[Start DATA SHOWN]

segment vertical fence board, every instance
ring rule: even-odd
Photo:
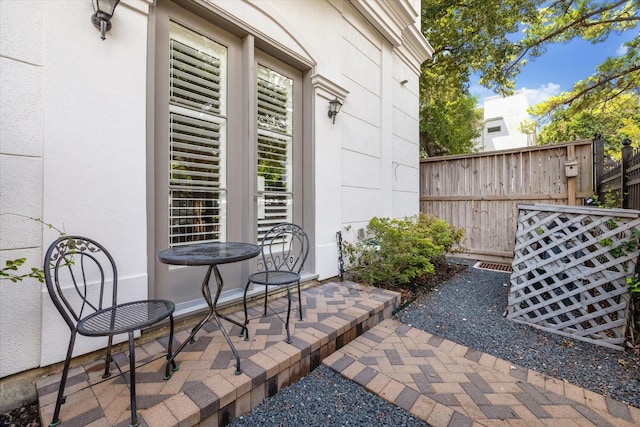
[[[461,256],[510,262],[518,204],[569,204],[565,176],[569,145],[578,162],[576,204],[580,205],[581,199],[594,194],[590,140],[423,159],[421,212],[465,230]]]

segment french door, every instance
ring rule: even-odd
[[[255,49],[250,35],[158,6],[152,294],[186,312],[203,304],[205,268],[161,264],[158,251],[257,243],[270,226],[301,217],[301,73]],[[258,259],[221,266],[221,301],[237,299],[260,268]]]

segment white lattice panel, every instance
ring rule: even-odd
[[[520,205],[507,317],[614,349],[625,339],[626,278],[640,211]]]

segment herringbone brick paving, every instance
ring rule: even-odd
[[[638,426],[640,409],[387,319],[323,363],[439,426]]]
[[[261,305],[250,310],[257,317],[250,341],[225,323],[241,375],[234,375],[235,360],[212,323],[178,356],[180,369],[168,381],[162,380],[166,338],[137,346],[141,425],[226,425],[320,363],[435,427],[640,425],[637,408],[389,320],[397,293],[332,282],[304,290],[302,299],[304,320],[292,313],[292,344],[276,317],[260,318]],[[285,307],[284,298],[274,302]],[[187,336],[188,330],[177,332],[177,343]],[[127,357],[115,359],[128,367]],[[103,380],[102,366],[70,372],[63,426],[128,425],[127,385],[120,376]],[[59,379],[38,381],[43,424],[51,420]]]
[[[297,300],[293,302],[297,306]],[[217,326],[208,322],[178,355],[180,365],[163,380],[168,338],[136,346],[138,418],[145,426],[225,425],[249,412],[265,397],[308,374],[322,359],[385,318],[399,304],[399,295],[352,282],[325,283],[302,293],[304,320],[291,314],[292,343],[285,343],[283,323],[274,315],[262,317],[262,303],[249,310],[250,340],[241,328],[223,320],[241,357],[242,374],[235,375],[235,359]],[[269,303],[275,311],[286,308],[284,297]],[[244,320],[242,307],[228,314]],[[197,319],[196,319],[197,320]],[[176,332],[174,348],[189,335]],[[114,355],[128,370],[128,354]],[[128,372],[104,380],[104,360],[73,368],[62,405],[63,426],[126,426],[130,421]],[[115,368],[112,372],[117,373]],[[48,424],[53,415],[60,376],[37,382],[40,415]]]

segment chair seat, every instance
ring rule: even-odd
[[[78,323],[78,333],[109,336],[135,331],[169,317],[175,305],[167,300],[133,301],[96,311]]]
[[[249,281],[259,285],[287,285],[300,280],[300,275],[293,271],[260,271],[249,276]]]

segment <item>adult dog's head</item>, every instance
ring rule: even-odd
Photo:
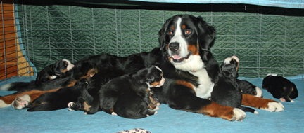
[[[158,35],[160,49],[166,50],[165,53],[175,67],[185,67],[184,64],[191,64],[189,65],[198,65],[198,69],[203,66],[200,62],[209,59],[209,50],[213,45],[215,30],[201,17],[179,15],[168,19]]]

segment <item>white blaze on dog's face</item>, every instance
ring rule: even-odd
[[[236,63],[237,64],[236,64],[236,71],[237,71],[239,70],[239,59],[236,56],[233,55],[231,57],[227,57],[224,60],[224,62],[223,62],[224,64],[236,64]]]
[[[175,68],[187,71],[203,68],[201,56],[213,40],[213,36],[213,36],[213,31],[208,28],[200,18],[186,15],[166,22],[160,31],[160,42],[162,48],[166,48],[168,59]]]

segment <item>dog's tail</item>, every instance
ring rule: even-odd
[[[31,82],[15,82],[2,85],[0,90],[25,92],[36,88],[34,80]]]
[[[252,108],[246,107],[246,106],[239,106],[238,108],[243,110],[244,112],[251,112],[251,113],[255,113],[255,114],[258,113],[258,111],[256,111],[255,109],[253,109]]]

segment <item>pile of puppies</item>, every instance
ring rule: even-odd
[[[224,59],[210,99],[222,105],[258,114],[253,108],[241,106],[242,93],[262,97],[262,90],[248,81],[237,79],[239,65],[239,60],[236,56]],[[60,60],[42,70],[35,85],[39,86],[48,80],[65,77],[65,72],[73,67],[68,59]],[[64,108],[68,104],[70,111],[83,111],[85,114],[103,111],[127,118],[141,118],[157,113],[153,110],[159,109],[160,103],[152,97],[150,88],[160,87],[165,83],[159,67],[152,66],[113,78],[102,87],[99,85],[102,76],[97,73],[96,69],[90,69],[73,86],[37,93],[36,97],[28,94],[18,97],[12,106],[15,109],[29,108],[27,111],[37,111]],[[281,76],[267,76],[263,80],[262,88],[281,102],[293,102],[292,99],[298,94],[295,84]],[[96,92],[97,94],[89,94],[89,90]]]
[[[127,57],[100,54],[74,64],[66,59],[59,61],[39,72],[36,81],[12,83],[0,88],[0,90],[17,91],[0,97],[0,108],[12,102],[15,108],[30,108],[28,111],[51,111],[68,105],[70,110],[82,110],[87,114],[104,111],[139,118],[155,114],[156,111],[151,110],[158,109],[160,102],[175,109],[241,121],[246,113],[240,109],[241,99],[244,106],[282,111],[281,103],[260,98],[260,88],[236,79],[236,57],[225,60],[220,71],[210,50],[215,35],[215,28],[201,17],[172,16],[158,32],[160,47],[151,52]],[[230,87],[224,90],[222,84]],[[218,90],[237,97],[222,97],[222,92],[216,92]],[[65,97],[71,97],[68,101]],[[286,96],[286,101],[293,97]],[[228,106],[208,98],[222,104],[227,102]]]

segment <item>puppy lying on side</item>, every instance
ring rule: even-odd
[[[19,97],[13,103],[13,106],[14,108],[29,108],[27,111],[53,111],[64,108],[71,100],[77,101],[80,94],[81,88],[85,88],[87,85],[87,79],[82,78],[76,82],[74,86],[63,88],[56,92],[43,94],[32,102],[26,100],[27,95]]]
[[[35,85],[39,86],[42,83],[45,83],[56,78],[65,77],[65,72],[71,70],[74,65],[68,59],[58,61],[53,64],[45,67],[38,73],[36,78]]]
[[[281,102],[294,101],[298,97],[298,92],[296,85],[282,76],[267,76],[264,78],[262,88],[266,89],[274,98],[280,99]]]
[[[105,112],[128,118],[141,118],[157,113],[159,104],[151,97],[151,88],[158,88],[165,83],[163,71],[156,66],[143,69],[137,72],[112,79],[105,84],[94,97],[82,94],[84,99],[83,110],[87,114],[94,114],[101,108]],[[75,108],[78,104],[69,104]],[[117,112],[115,112],[117,111]]]
[[[236,79],[236,83],[243,94],[251,94],[260,98],[262,97],[262,92],[259,87],[255,86],[246,80],[239,79]]]
[[[239,58],[236,56],[226,58],[220,68],[220,73],[210,99],[217,104],[239,108],[246,112],[258,114],[255,110],[241,106],[242,92],[236,82]]]

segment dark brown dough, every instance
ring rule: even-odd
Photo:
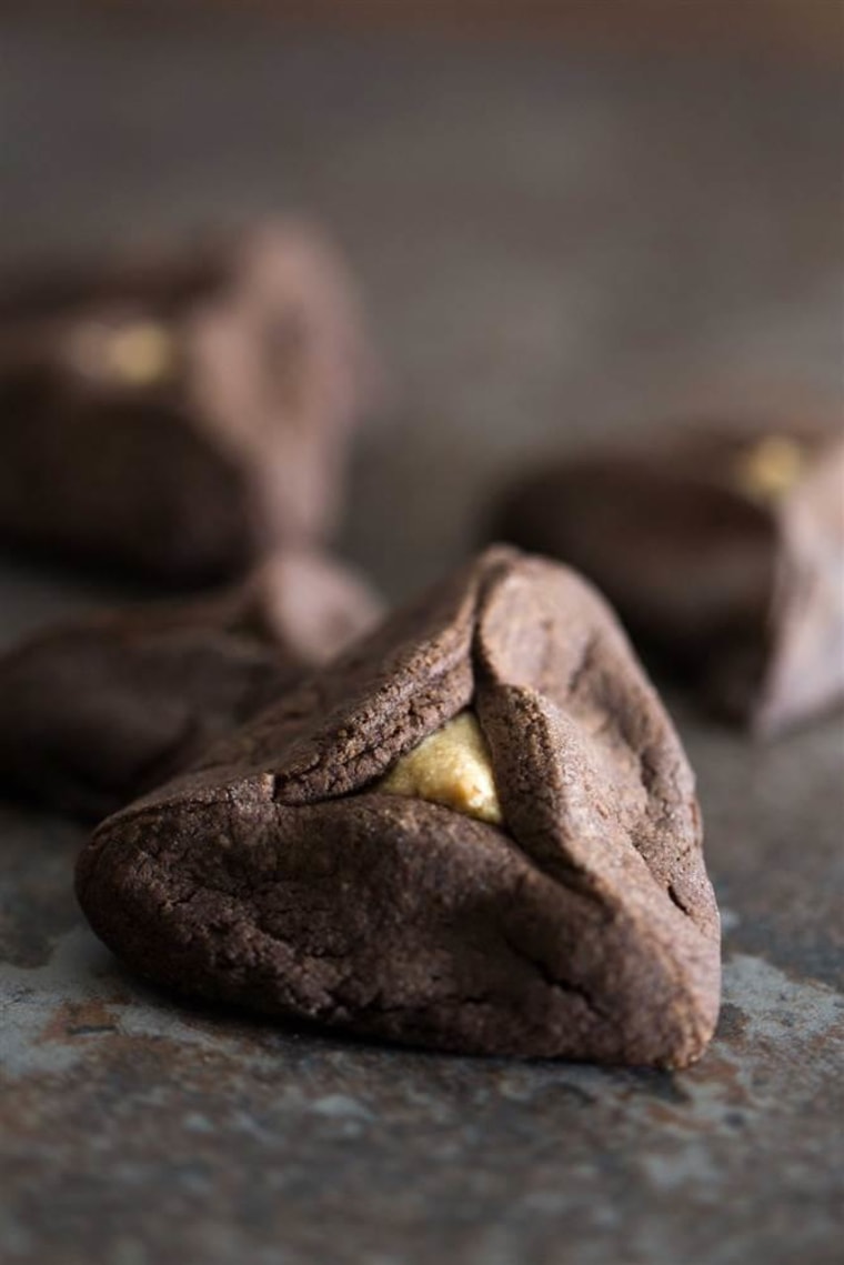
[[[0,541],[202,583],[321,540],[371,369],[304,225],[9,282]]]
[[[800,454],[777,495],[764,445]],[[559,558],[643,650],[717,711],[774,735],[844,698],[844,438],[806,426],[661,434],[520,478],[490,535]]]
[[[352,572],[285,552],[237,588],[59,625],[0,658],[0,793],[101,818],[369,627]]]
[[[378,786],[467,707],[501,829]],[[509,549],[106,821],[77,893],[161,984],[366,1036],[682,1066],[717,1016],[677,735],[600,596]]]

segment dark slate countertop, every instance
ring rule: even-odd
[[[382,348],[343,546],[397,598],[490,488],[667,416],[840,412],[838,86],[752,61],[0,27],[0,261],[267,209],[345,247]],[[108,597],[0,563],[0,640]],[[769,748],[668,696],[724,915],[696,1068],[353,1044],[177,1004],[0,806],[0,1259],[825,1265],[844,1222],[840,719]]]

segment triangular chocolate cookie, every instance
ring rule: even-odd
[[[755,734],[844,700],[840,429],[701,426],[545,464],[491,531],[580,568]]]
[[[106,821],[77,892],[162,984],[368,1036],[682,1066],[717,1015],[680,741],[601,597],[510,549]]]

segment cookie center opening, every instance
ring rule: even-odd
[[[76,331],[71,350],[81,372],[125,387],[162,382],[176,362],[173,335],[156,320],[85,325]]]
[[[440,803],[478,821],[502,821],[490,749],[471,711],[459,712],[402,755],[376,789]]]
[[[788,492],[801,477],[806,454],[787,435],[767,435],[736,459],[735,484],[753,501],[771,503]]]

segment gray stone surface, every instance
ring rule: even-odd
[[[840,87],[537,44],[0,29],[0,259],[307,207],[386,366],[345,550],[399,597],[525,454],[707,409],[839,411]],[[0,567],[0,639],[102,587]],[[119,595],[123,596],[123,595]],[[840,720],[764,749],[669,698],[725,920],[677,1075],[351,1044],[177,1004],[0,808],[0,1259],[825,1265],[844,1232]]]

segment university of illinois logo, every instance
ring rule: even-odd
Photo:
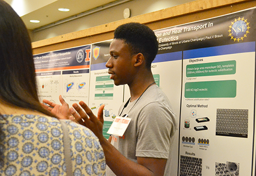
[[[94,59],[97,60],[99,56],[99,49],[100,48],[99,46],[96,46],[93,49],[93,56]]]
[[[234,41],[243,40],[244,37],[247,37],[247,35],[249,33],[249,22],[247,22],[247,19],[244,19],[244,17],[235,19],[234,21],[231,22],[231,26],[229,26],[229,36],[231,37],[231,40],[234,40]]]
[[[82,49],[79,49],[76,53],[76,61],[78,63],[82,62],[84,58],[84,54]]]

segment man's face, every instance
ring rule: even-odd
[[[106,67],[110,79],[116,86],[129,84],[133,80],[134,64],[128,45],[123,40],[115,39],[110,44],[110,54]]]

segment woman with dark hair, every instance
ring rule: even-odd
[[[59,120],[39,103],[27,30],[2,0],[0,83],[0,175],[104,174],[104,153],[91,131]]]

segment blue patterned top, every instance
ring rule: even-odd
[[[71,138],[73,175],[105,175],[106,163],[98,138],[88,128],[66,121]],[[67,175],[63,132],[48,116],[4,115],[0,125],[2,175]]]

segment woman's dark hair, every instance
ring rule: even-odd
[[[142,53],[146,59],[146,67],[151,63],[158,51],[158,42],[155,33],[147,26],[138,22],[119,26],[115,30],[114,38],[122,39],[130,46],[132,54]]]
[[[39,102],[31,42],[27,28],[0,0],[0,100],[54,116]]]

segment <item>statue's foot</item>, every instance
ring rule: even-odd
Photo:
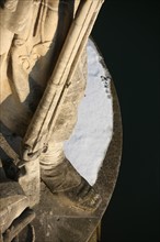
[[[81,178],[81,184],[79,186],[65,191],[65,197],[69,199],[71,207],[92,212],[102,201],[101,196],[83,178]]]
[[[101,196],[78,174],[68,160],[53,169],[42,169],[42,180],[53,194],[61,195],[62,200],[66,200],[71,207],[94,211],[102,200]]]
[[[68,160],[50,169],[41,168],[41,177],[52,193],[66,191],[81,183],[81,176]]]

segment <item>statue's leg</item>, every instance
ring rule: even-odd
[[[60,114],[53,131],[48,150],[41,156],[41,176],[52,193],[65,193],[73,206],[94,210],[101,201],[100,196],[72,167],[65,157],[64,141],[68,140],[77,122],[78,105],[84,95],[87,80],[87,58],[83,54],[68,95],[61,106]]]

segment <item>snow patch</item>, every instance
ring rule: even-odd
[[[111,76],[102,65],[95,45],[88,42],[88,81],[79,106],[78,122],[65,154],[79,174],[93,186],[113,134]]]

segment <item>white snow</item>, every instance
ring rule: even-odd
[[[88,81],[78,122],[65,154],[90,185],[94,185],[113,134],[111,76],[91,40],[88,42]]]

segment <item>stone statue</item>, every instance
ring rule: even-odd
[[[101,6],[101,0],[0,1],[1,132],[9,129],[22,140],[14,173],[2,161],[1,190],[9,189],[9,196],[1,195],[1,208],[16,205],[9,219],[0,211],[1,233],[38,202],[41,179],[79,209],[92,212],[101,202],[62,150],[77,121],[87,79],[85,43]]]

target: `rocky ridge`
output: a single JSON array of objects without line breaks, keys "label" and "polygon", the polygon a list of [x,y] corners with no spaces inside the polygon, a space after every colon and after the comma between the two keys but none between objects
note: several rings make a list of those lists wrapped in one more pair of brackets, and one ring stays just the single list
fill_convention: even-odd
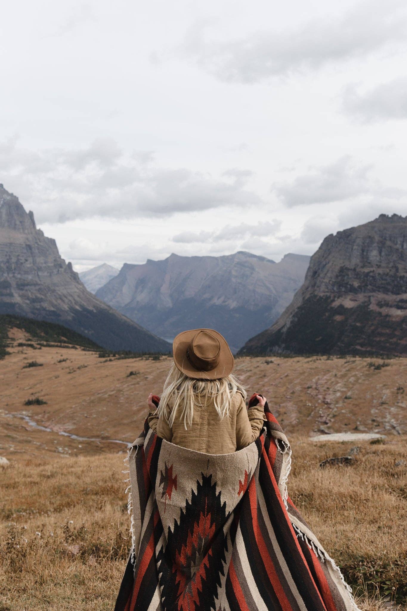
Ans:
[{"label": "rocky ridge", "polygon": [[240,353],[407,354],[407,216],[325,238],[292,303]]},{"label": "rocky ridge", "polygon": [[0,185],[0,313],[58,323],[105,348],[163,351],[170,345],[85,288],[32,212]]},{"label": "rocky ridge", "polygon": [[87,290],[91,293],[95,293],[98,288],[117,276],[119,271],[117,268],[112,265],[102,263],[101,265],[98,265],[91,269],[79,272],[79,276]]},{"label": "rocky ridge", "polygon": [[213,328],[234,351],[278,317],[302,284],[309,261],[292,254],[279,263],[245,251],[172,254],[143,265],[125,263],[96,295],[161,337]]}]

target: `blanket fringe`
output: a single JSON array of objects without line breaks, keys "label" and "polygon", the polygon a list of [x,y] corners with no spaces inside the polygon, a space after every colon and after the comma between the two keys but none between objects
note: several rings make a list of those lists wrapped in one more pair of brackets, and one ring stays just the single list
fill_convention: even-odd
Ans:
[{"label": "blanket fringe", "polygon": [[[137,450],[136,448],[136,453]],[[127,456],[123,460],[123,463],[127,466],[129,466],[128,471],[122,471],[122,473],[128,473],[130,475],[129,470],[129,460],[130,460],[130,453],[132,450],[132,447],[129,447],[127,451]],[[130,558],[131,560],[131,563],[134,565],[134,560],[135,558],[135,533],[134,532],[134,518],[133,516],[133,499],[131,495],[131,482],[130,478],[129,477],[126,480],[123,480],[124,483],[128,483],[130,482],[124,491],[124,494],[127,494],[128,492],[128,501],[127,501],[127,513],[130,516],[130,535],[131,536],[131,548],[130,549]]]},{"label": "blanket fringe", "polygon": [[283,500],[284,501],[286,509],[288,511],[288,504],[287,502],[287,499],[288,499],[288,491],[287,489],[287,482],[288,481],[288,476],[290,475],[290,471],[291,470],[291,455],[292,453],[292,452],[291,450],[291,447],[290,446],[289,444],[286,443],[286,442],[283,441],[282,439],[280,440],[280,441],[281,444],[283,444],[283,445],[284,446],[284,450],[281,450],[281,448],[279,447],[279,444],[278,444],[278,442],[276,442],[277,449],[278,450],[279,452],[280,452],[281,454],[288,455],[287,458],[287,468],[286,468],[286,474],[284,476],[284,477],[281,478],[281,484],[283,484],[284,487],[284,494],[283,495]]},{"label": "blanket fringe", "polygon": [[296,533],[297,533],[297,538],[299,536],[301,537],[302,540],[305,541],[305,543],[308,546],[309,549],[312,549],[314,551],[317,557],[319,557],[323,562],[325,562],[326,560],[330,561],[331,565],[332,565],[333,568],[335,571],[336,571],[337,573],[339,574],[339,577],[340,578],[340,580],[345,586],[345,588],[348,594],[349,595],[349,598],[350,598],[351,602],[352,604],[353,609],[354,610],[354,611],[360,611],[359,607],[355,602],[355,599],[353,598],[353,593],[352,592],[352,588],[350,587],[349,584],[347,584],[347,582],[345,581],[345,578],[344,577],[344,576],[342,574],[342,571],[340,570],[338,565],[336,564],[334,559],[333,558],[331,558],[329,554],[328,554],[328,552],[326,552],[325,549],[323,550],[323,551],[320,549],[319,547],[315,544],[314,541],[307,536],[305,533],[303,533],[301,530],[300,530],[297,524],[295,524],[294,522],[292,522],[291,524],[292,524],[292,527],[294,530],[296,532]]}]

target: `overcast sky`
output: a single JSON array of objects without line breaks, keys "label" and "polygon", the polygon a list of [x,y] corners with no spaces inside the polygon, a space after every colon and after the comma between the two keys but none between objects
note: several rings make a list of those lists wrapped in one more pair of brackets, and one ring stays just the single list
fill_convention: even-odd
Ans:
[{"label": "overcast sky", "polygon": [[80,271],[407,214],[405,0],[13,0],[0,182]]}]

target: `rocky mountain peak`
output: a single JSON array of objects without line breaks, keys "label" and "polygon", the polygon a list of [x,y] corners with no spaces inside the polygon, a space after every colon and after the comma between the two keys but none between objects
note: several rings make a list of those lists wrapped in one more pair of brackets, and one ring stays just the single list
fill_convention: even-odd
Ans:
[{"label": "rocky mountain peak", "polygon": [[23,233],[37,230],[34,215],[26,212],[18,198],[0,183],[0,228],[11,229]]},{"label": "rocky mountain peak", "polygon": [[242,354],[407,354],[407,216],[330,234],[303,286]]}]

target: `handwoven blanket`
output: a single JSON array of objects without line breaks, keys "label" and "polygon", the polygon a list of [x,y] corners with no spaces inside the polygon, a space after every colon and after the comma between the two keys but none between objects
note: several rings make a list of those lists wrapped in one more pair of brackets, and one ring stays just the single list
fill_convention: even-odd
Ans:
[{"label": "handwoven blanket", "polygon": [[232,454],[175,445],[146,420],[129,453],[132,548],[115,611],[358,611],[287,494],[291,448],[265,412]]}]

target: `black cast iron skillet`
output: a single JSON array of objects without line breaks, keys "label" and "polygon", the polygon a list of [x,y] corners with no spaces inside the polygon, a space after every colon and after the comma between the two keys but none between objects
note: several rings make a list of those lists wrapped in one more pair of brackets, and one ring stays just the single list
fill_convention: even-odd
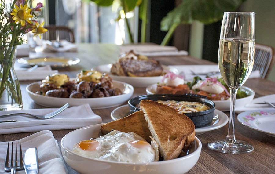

[End DATA SHOWN]

> **EXERCISE DESCRIPTION**
Please reproduce the records verbatim, starting at their very first line and ending after the line that contains "[[[520,205],[507,317],[614,349],[625,339],[626,278],[640,211]]]". Omit the pictures from your reply.

> **TASK RESPONSE**
segment vertical fence board, every instance
ring rule: even-odd
Photo:
[[[461,256],[510,262],[518,204],[569,204],[565,176],[569,145],[578,162],[576,204],[580,205],[581,199],[594,194],[590,140],[423,159],[421,212],[465,230]]]

segment french door, every instance
ring rule: even-odd
[[[255,49],[250,35],[158,6],[152,294],[186,312],[203,304],[205,268],[161,264],[158,251],[257,243],[270,226],[301,217],[301,73]],[[258,259],[221,266],[221,301],[237,299],[260,268]]]

segment white lattice panel, every instance
ring rule: even-odd
[[[520,205],[507,317],[614,349],[625,339],[626,278],[640,211]]]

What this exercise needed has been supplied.